** Input material follows **

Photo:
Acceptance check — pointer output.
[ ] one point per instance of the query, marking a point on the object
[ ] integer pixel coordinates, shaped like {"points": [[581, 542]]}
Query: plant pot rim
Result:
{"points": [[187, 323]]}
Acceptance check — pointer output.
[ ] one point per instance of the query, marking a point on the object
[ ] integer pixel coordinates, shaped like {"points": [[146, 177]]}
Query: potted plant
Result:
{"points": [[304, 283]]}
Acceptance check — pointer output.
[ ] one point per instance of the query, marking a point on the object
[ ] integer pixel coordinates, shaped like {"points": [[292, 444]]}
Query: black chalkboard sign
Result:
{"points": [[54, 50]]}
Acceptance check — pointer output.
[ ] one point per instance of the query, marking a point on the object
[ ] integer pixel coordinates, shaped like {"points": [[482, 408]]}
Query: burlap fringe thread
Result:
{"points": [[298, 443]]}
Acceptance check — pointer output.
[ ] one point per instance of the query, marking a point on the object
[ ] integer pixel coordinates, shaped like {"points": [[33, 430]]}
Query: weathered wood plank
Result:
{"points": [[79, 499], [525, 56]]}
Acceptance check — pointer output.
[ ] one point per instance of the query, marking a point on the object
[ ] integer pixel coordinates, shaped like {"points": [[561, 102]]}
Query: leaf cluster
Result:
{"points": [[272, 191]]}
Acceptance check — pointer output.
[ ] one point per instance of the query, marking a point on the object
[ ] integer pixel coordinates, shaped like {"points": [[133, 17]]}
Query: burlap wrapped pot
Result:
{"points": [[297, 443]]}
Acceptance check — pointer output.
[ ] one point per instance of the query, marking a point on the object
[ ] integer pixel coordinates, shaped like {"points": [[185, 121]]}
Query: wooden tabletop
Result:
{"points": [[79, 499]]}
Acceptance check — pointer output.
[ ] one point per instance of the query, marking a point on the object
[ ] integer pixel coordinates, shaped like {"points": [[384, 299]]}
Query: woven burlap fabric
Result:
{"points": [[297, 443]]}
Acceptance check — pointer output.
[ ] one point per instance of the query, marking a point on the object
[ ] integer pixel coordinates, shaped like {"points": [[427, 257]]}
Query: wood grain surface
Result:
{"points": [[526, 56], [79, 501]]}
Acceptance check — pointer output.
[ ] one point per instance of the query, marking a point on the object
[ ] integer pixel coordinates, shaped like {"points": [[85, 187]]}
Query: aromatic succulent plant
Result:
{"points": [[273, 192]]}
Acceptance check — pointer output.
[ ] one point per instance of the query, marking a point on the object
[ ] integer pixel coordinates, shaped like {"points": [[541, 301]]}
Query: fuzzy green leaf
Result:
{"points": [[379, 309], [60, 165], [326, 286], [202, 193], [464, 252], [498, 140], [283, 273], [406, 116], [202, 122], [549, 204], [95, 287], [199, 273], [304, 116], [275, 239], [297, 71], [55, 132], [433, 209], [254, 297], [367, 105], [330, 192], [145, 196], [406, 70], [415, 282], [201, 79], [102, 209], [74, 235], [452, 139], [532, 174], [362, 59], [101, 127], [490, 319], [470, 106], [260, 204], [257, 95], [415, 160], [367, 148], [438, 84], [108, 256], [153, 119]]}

** End of Input material **

Task statement
Only a number is expected: the count of lines in the data that contain the word "plant".

Answer to the problem
3